**Try it**.
Please give every record below again exactly, and keep the pictures out.

**Data provided**.

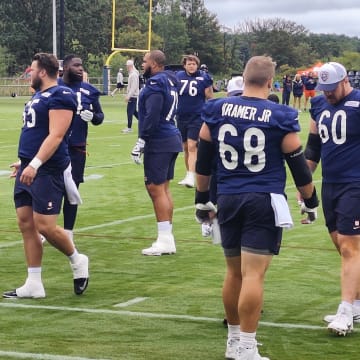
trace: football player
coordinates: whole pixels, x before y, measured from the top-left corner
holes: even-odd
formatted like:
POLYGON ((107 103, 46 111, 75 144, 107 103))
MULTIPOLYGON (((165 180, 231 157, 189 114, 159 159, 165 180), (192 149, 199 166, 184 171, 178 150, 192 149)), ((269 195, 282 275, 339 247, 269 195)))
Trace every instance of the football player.
POLYGON ((353 89, 342 64, 320 67, 311 99, 305 155, 315 171, 321 160, 322 207, 326 227, 341 256, 341 303, 327 315, 328 329, 346 335, 360 321, 360 91, 353 89))
POLYGON ((165 55, 160 50, 145 54, 143 59, 145 87, 139 95, 139 139, 131 156, 140 164, 144 155, 144 181, 153 203, 158 236, 143 255, 175 254, 172 233, 173 201, 170 180, 174 177, 175 161, 182 151, 181 135, 175 125, 178 103, 177 80, 164 71, 165 55))
MULTIPOLYGON (((84 182, 89 123, 100 125, 104 121, 104 113, 99 101, 100 91, 88 82, 84 82, 83 74, 82 60, 75 55, 67 55, 63 61, 63 76, 58 79, 58 83, 69 87, 76 94, 77 108, 70 127, 68 144, 72 177, 77 188, 84 182)), ((74 236, 77 210, 78 205, 72 204, 66 196, 63 206, 64 228, 71 241, 74 236)))
POLYGON ((209 182, 216 159, 217 216, 227 268, 227 359, 268 360, 258 353, 256 330, 266 271, 279 253, 282 228, 292 226, 284 159, 307 211, 318 206, 297 134, 298 112, 267 100, 274 75, 270 57, 251 58, 243 75, 243 95, 210 100, 202 112, 196 217, 205 222, 213 215, 209 182))
POLYGON ((65 136, 77 108, 74 93, 57 84, 58 69, 58 61, 52 54, 38 53, 31 64, 31 86, 35 94, 23 112, 18 148, 21 163, 14 189, 28 276, 23 286, 5 292, 5 298, 45 297, 39 233, 69 257, 75 293, 82 294, 88 284, 88 257, 77 252, 67 233, 57 225, 66 191, 65 172, 70 165, 65 136))
POLYGON ((177 126, 181 132, 186 176, 179 185, 195 186, 197 142, 202 124, 201 110, 207 99, 213 97, 213 81, 206 71, 198 70, 200 60, 195 55, 182 59, 183 71, 176 73, 179 80, 177 126))

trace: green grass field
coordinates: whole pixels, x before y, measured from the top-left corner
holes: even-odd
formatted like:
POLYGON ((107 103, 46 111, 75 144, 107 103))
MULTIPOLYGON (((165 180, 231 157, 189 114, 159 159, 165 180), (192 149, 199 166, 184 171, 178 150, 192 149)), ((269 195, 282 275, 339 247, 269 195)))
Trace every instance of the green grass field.
MULTIPOLYGON (((12 200, 9 164, 26 97, 0 98, 0 291, 23 284, 26 265, 12 200)), ((105 122, 91 127, 86 182, 81 185, 75 242, 90 257, 90 283, 83 296, 72 290, 67 259, 45 245, 42 300, 0 300, 0 359, 45 360, 215 360, 223 359, 227 331, 221 287, 221 248, 202 238, 194 220, 193 190, 177 185, 172 194, 177 254, 144 257, 156 237, 152 205, 141 166, 131 162, 136 131, 126 126, 121 95, 102 97, 105 122)), ((301 113, 303 139, 308 113, 301 113)), ((134 121, 134 127, 137 123, 134 121)), ((320 190, 320 174, 315 175, 320 190)), ((358 359, 359 329, 339 338, 322 318, 340 300, 340 258, 324 226, 321 209, 312 225, 301 225, 295 187, 287 194, 295 227, 270 267, 264 313, 258 329, 260 353, 271 360, 358 359)), ((61 217, 59 222, 62 223, 61 217)))

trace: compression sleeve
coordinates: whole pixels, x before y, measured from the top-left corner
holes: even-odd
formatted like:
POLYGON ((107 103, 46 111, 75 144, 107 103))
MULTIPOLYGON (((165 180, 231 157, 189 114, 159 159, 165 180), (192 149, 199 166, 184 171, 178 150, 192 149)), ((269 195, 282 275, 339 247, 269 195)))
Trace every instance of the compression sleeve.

**Exercise result**.
trace: football player
coordinates: whole pixels, x before y, measured from the top-left corner
holes: even-odd
formatted like:
POLYGON ((107 103, 46 111, 75 144, 107 103))
MULTIPOLYGON (((165 180, 231 157, 189 114, 159 159, 165 180), (192 149, 199 166, 184 171, 178 150, 192 149)), ((269 195, 282 275, 339 247, 269 195)))
Trace every instance of the football player.
POLYGON ((353 89, 342 64, 320 67, 311 99, 305 155, 315 171, 321 160, 322 207, 326 227, 341 256, 341 303, 327 315, 328 329, 346 335, 360 321, 360 91, 353 89))
POLYGON ((165 55, 160 50, 145 54, 143 59, 145 87, 139 95, 139 139, 131 156, 140 164, 144 155, 144 181, 153 203, 158 236, 143 255, 175 254, 172 233, 173 201, 170 180, 174 177, 175 161, 182 151, 181 135, 175 125, 178 103, 177 80, 164 71, 165 55))
MULTIPOLYGON (((84 182, 89 123, 100 125, 104 121, 104 113, 99 101, 100 91, 88 82, 84 82, 83 74, 82 60, 75 55, 67 55, 63 61, 63 76, 58 79, 58 83, 69 87, 76 94, 77 108, 70 127, 68 144, 72 177, 77 188, 84 182)), ((74 236, 77 210, 78 205, 72 204, 66 196, 63 206, 64 228, 71 241, 74 236)))
POLYGON ((209 182, 216 159, 217 216, 227 268, 227 359, 268 360, 258 353, 256 330, 266 271, 279 253, 282 228, 292 226, 284 159, 307 211, 318 206, 297 134, 298 112, 267 100, 274 75, 270 57, 251 58, 243 75, 243 95, 210 100, 202 112, 196 217, 205 222, 213 215, 209 182))
POLYGON ((65 136, 77 108, 74 93, 57 84, 58 69, 58 61, 52 54, 38 53, 31 64, 31 86, 35 94, 23 112, 18 148, 21 163, 14 189, 28 276, 23 286, 5 292, 5 298, 45 297, 39 233, 69 257, 75 293, 82 294, 88 284, 88 257, 77 252, 67 233, 57 225, 66 191, 65 172, 70 165, 65 136))
POLYGON ((177 126, 181 132, 186 176, 179 185, 195 186, 197 142, 202 124, 201 110, 207 99, 213 97, 213 81, 206 71, 198 70, 200 60, 195 55, 182 59, 183 71, 176 73, 179 80, 177 126))

trace: green grass field
coordinates: whole pixels, x before y, measured from the top-left corner
holes: even-odd
formatted like:
POLYGON ((107 103, 46 111, 75 144, 107 103))
MULTIPOLYGON (((165 180, 231 157, 189 114, 159 159, 165 180), (192 149, 199 166, 184 171, 178 150, 192 149)), ((269 195, 282 275, 339 247, 269 195)))
Trace every instance of the green grass field.
MULTIPOLYGON (((12 200, 9 164, 26 97, 0 98, 0 291, 23 284, 26 265, 12 200)), ((105 122, 91 127, 86 182, 81 185, 75 242, 90 257, 90 283, 83 296, 72 290, 67 259, 45 245, 42 300, 0 300, 0 359, 45 360, 215 360, 223 359, 227 331, 221 287, 221 248, 202 238, 194 220, 193 190, 177 185, 172 194, 177 254, 144 257, 156 237, 152 205, 141 166, 131 162, 136 131, 126 126, 121 95, 102 97, 105 122)), ((301 113, 303 139, 308 113, 301 113)), ((134 121, 134 127, 137 123, 134 121)), ((320 190, 320 174, 315 175, 320 190)), ((358 359, 359 329, 339 338, 322 318, 340 300, 340 258, 324 226, 321 209, 312 225, 301 225, 295 187, 287 194, 295 227, 270 267, 264 313, 258 329, 260 353, 271 360, 358 359)), ((61 217, 59 222, 62 223, 61 217)))

trace: compression sleeve
coordinates: whole pixels, x before y, measured from the top-left corner
holes: even-odd
formatted like:
POLYGON ((107 103, 46 111, 75 144, 107 103))
MULTIPOLYGON (((165 180, 231 157, 189 114, 159 159, 165 180), (192 149, 199 166, 184 171, 178 150, 192 149)), ((269 195, 282 275, 339 247, 269 195)))
Trace every instance of the compression sleeve.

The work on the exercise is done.